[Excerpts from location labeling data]
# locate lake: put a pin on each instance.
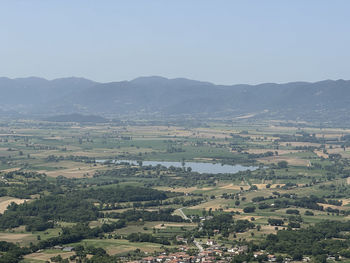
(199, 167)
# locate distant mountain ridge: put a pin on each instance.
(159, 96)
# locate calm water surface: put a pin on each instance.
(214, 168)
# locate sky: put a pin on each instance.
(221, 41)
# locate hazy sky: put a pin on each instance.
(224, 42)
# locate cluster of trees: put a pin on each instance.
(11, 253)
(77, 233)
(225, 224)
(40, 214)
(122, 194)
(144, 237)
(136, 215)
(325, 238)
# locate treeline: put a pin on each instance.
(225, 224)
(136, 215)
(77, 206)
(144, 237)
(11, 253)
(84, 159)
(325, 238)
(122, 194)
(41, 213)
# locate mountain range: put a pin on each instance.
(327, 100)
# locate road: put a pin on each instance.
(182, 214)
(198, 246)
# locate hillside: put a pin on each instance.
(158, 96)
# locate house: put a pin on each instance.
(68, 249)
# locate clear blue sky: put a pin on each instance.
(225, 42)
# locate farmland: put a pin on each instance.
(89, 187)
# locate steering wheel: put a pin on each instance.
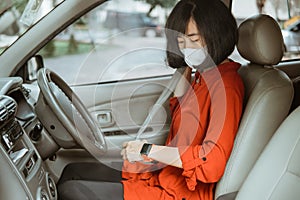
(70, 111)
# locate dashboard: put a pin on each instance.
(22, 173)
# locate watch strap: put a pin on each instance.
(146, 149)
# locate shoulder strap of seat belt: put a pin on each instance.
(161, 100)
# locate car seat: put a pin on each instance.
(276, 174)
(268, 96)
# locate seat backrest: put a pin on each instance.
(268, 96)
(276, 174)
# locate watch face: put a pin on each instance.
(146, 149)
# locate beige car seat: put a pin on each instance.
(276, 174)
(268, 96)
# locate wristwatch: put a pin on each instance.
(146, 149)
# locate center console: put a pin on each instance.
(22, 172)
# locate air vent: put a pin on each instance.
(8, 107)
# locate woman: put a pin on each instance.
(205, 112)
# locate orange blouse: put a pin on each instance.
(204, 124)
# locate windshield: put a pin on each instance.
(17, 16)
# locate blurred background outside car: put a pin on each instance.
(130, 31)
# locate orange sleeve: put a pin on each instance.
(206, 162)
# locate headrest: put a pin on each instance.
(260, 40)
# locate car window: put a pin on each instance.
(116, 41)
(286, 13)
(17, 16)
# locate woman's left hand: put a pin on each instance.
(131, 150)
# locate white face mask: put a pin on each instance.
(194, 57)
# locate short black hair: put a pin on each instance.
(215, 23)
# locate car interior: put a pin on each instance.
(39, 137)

Goal: Update the data above by replacing "put a pin on each instance" with "mark every instance" wherever it appears, leaving everything else unchanged. Leave the pictures out of your answer.

Exercise output:
# locate lake: mark every instance.
(199, 167)
# locate distant mountain ridge: mark every instance.
(159, 96)
# locate calm water surface: mark every instance.
(214, 168)
# locate sky: mark every instance.
(221, 41)
# locate hazy sky: mark every instance.
(224, 42)
# locate cluster of trees: mark every instance.
(11, 253)
(77, 233)
(225, 224)
(40, 214)
(122, 194)
(144, 237)
(136, 215)
(325, 238)
# locate treeline: mark every instance.
(225, 224)
(136, 215)
(77, 206)
(144, 237)
(11, 253)
(84, 159)
(325, 238)
(122, 194)
(41, 213)
# locate mountain range: mark every instance.
(327, 100)
# locate road: mark every instance.
(182, 214)
(198, 246)
# locate hillside: mark every instance.
(158, 96)
# locate house: mark every instance.
(68, 249)
# locate clear blue sky: mark every instance.
(225, 42)
# locate farmland: mark every instance.
(89, 187)
# locate steering wheel: mark every instance.
(70, 111)
# locate dashboard: mark every instance.
(22, 173)
# locate watch strap: mark every instance.
(146, 149)
# locate shoulder strap of seat belt: mark every instance.
(161, 100)
# locate car seat: mark every instance.
(276, 174)
(268, 96)
# locate seat backrest: mark every instance.
(268, 96)
(276, 174)
# locate watch face: mark every instance.
(146, 149)
# locate beige car seat: mark every instance.
(276, 174)
(268, 96)
# locate wristwatch: mark every instance.
(146, 149)
# locate center console: mark every instance.
(22, 172)
# locate air vent: mark every instance.
(8, 107)
# locate woman: mark every instance.
(205, 112)
# locate orange blouse: mark every instance.
(204, 124)
# locate windshield: mark every instance.
(17, 16)
# locate blurred background outside car: mark every instance.
(130, 31)
# locate orange sleeve: mark every instance.
(206, 162)
# locate headrest: mark every instance.
(260, 40)
# locate car window: mark every instance.
(116, 41)
(286, 13)
(17, 16)
# locate woman's left hand: mark every instance.
(131, 150)
# locate white face mask: mark every instance.
(194, 57)
# locate short black hair: mark every instance.
(215, 23)
# locate car interior: mark every instance.
(39, 137)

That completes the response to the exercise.